Exercise requirements - Return the listing below line for line, without changing anything.

(Stored items)
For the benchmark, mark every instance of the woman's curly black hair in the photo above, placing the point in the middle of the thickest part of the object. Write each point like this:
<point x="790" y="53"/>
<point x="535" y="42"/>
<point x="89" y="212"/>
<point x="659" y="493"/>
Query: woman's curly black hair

Task output -
For the benchmark, mark every instance of the woman's curly black hair in the photo above, placing the point in the middle of the thickest part of the object. Write each point like this:
<point x="790" y="53"/>
<point x="535" y="42"/>
<point x="89" y="212"/>
<point x="659" y="493"/>
Query: woman's curly black hair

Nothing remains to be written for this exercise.